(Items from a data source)
== == ==

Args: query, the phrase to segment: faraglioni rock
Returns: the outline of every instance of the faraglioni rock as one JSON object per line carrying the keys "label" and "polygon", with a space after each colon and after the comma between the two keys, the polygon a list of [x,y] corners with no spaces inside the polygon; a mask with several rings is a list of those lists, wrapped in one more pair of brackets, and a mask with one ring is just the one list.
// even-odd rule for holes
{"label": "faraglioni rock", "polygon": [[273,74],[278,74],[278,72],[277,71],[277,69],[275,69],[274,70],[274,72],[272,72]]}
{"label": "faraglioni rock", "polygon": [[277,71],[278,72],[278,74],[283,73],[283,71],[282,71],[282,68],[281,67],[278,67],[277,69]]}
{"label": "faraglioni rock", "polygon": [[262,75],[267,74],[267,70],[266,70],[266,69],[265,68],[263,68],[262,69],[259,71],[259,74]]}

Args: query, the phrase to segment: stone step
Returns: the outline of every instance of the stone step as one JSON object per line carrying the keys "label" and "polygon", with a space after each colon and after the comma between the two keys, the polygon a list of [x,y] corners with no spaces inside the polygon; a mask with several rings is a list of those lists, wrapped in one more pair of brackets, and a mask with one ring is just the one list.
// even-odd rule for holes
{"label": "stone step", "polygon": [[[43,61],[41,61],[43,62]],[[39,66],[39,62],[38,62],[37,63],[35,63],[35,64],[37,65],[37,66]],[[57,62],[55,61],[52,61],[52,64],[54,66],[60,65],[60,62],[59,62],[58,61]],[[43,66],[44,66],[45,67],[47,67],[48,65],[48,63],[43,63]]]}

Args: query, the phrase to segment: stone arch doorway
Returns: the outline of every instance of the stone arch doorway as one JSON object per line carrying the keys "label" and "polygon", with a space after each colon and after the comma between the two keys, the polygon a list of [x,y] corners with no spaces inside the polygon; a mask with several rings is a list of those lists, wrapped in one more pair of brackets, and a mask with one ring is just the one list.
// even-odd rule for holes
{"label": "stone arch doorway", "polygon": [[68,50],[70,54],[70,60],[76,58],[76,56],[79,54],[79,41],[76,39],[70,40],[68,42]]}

== == ==

WHAT TO WORK ON - Reproduce every line of the data above without any changes.

TASK ANSWER -
Args: query, the phrase to segment: faraglioni rock
Returns: the outline of every instance of the faraglioni rock as one JSON object per line carrying the keys "label" and "polygon", with a space after each colon and after the comma between the two keys, the polygon a list of [x,y] corners with no spaces inside the polygon; a mask with several rings is a list of those lists, wrapped in one more pair of brackets, and a mask with one ring is just the one list.
// even-odd rule for holes
{"label": "faraglioni rock", "polygon": [[273,74],[278,74],[278,72],[277,71],[277,69],[275,69],[274,70],[274,72],[272,72]]}
{"label": "faraglioni rock", "polygon": [[277,71],[278,72],[278,74],[283,73],[283,71],[282,71],[282,68],[281,67],[278,67],[277,69]]}
{"label": "faraglioni rock", "polygon": [[262,75],[267,74],[267,70],[266,70],[266,69],[265,68],[263,68],[262,69],[259,71],[259,74]]}

Args: query, the phrase to segment: stone step
Returns: the outline of every instance of the stone step as one JSON object per line carrying the keys "label" and "polygon", with a space after each colon and after the comma between the two keys, the polygon a list of [x,y] corners with no spaces inside the polygon; a mask with several rings is a list of those lists, wrapped in one more pair of brackets, and a mask with one ring is just the one list.
// even-odd rule for holes
{"label": "stone step", "polygon": [[[43,61],[41,61],[43,62]],[[39,66],[39,62],[38,62],[37,63],[35,63],[35,64],[37,65],[37,66]],[[57,62],[55,61],[52,61],[52,64],[54,66],[60,65],[60,62],[59,62],[58,61]],[[43,66],[44,66],[45,67],[47,67],[48,65],[48,63],[43,63]]]}

Args: query, the phrase to segment: stone arch doorway
Returns: the outline of every instance of the stone arch doorway as one JSON object per line carrying the keys "label" and "polygon", with a space after each colon and after the comma between the two keys, the polygon a list of [x,y] corners with no spaces inside the polygon; a mask with several rings is a list of those lists, wrapped in one more pair of brackets, and a mask with one ring is just the one list.
// even-odd rule for holes
{"label": "stone arch doorway", "polygon": [[68,50],[70,54],[70,60],[76,58],[76,56],[79,54],[79,41],[76,39],[70,40],[68,42]]}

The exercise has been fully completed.